■ **What this task involves**:
What is needed is an exact copy of the entries below, from the line that contains "Locate the car windshield" through the final line, both included, and nothing else.

■ **Material for this task**:
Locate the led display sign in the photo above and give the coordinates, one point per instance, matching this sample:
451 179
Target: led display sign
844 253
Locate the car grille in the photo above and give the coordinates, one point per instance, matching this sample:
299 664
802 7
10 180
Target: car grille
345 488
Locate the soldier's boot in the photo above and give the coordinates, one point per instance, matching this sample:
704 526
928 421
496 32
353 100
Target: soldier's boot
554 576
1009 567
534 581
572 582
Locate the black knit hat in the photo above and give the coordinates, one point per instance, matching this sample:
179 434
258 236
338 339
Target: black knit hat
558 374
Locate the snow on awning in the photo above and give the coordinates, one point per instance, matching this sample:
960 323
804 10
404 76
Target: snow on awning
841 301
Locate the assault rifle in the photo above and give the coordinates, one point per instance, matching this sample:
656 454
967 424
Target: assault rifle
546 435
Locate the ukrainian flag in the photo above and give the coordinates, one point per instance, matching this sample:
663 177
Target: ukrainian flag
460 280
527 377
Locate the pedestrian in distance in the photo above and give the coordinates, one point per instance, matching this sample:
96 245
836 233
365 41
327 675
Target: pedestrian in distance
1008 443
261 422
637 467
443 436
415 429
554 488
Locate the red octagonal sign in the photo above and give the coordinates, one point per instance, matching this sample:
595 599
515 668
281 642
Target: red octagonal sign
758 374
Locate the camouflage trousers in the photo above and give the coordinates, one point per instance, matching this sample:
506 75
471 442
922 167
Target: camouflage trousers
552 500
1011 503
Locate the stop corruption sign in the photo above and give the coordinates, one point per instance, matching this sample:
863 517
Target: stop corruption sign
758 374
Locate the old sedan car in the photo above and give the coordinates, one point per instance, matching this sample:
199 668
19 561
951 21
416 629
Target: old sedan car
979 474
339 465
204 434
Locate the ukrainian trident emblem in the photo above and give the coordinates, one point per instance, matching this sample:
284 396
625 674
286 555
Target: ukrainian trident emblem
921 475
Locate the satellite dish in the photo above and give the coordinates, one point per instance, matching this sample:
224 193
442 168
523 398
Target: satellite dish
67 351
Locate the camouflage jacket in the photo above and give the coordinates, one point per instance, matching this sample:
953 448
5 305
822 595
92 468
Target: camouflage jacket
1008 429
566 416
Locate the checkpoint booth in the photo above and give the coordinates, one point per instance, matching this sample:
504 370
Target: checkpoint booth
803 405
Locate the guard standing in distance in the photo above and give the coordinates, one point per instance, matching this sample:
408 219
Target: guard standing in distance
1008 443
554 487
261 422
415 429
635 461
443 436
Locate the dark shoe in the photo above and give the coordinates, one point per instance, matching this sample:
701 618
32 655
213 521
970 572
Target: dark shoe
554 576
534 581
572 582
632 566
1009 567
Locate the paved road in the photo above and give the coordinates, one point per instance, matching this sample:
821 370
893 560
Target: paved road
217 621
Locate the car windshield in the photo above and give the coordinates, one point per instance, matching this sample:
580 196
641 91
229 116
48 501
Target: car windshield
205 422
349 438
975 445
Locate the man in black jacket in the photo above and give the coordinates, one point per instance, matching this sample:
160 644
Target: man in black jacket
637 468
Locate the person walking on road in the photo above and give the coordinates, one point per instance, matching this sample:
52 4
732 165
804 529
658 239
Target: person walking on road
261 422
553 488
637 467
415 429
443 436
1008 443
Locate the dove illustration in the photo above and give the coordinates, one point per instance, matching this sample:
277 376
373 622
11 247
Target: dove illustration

■ **Answer to this task**:
Locate the car windshield in the photo above and give the coordinates, one point per instance, matching this sample:
580 196
641 91
229 116
48 501
Target: car windshield
205 422
349 438
975 445
Locate the man in black jacket in the photo above and give the coordinates, one point per instance, matching this sample:
160 644
Target: man in black jacket
637 468
Locate the person walking on road in the photo above and give the coordinates, one point per instance, matching this sample:
52 4
732 165
804 529
658 239
Target: person walking on road
261 422
553 488
637 467
415 429
443 436
1008 443
Locate the dove illustration in the photo above and give the coordinates, one point per instance, matching this sample:
277 376
373 622
11 247
Target: dove illustration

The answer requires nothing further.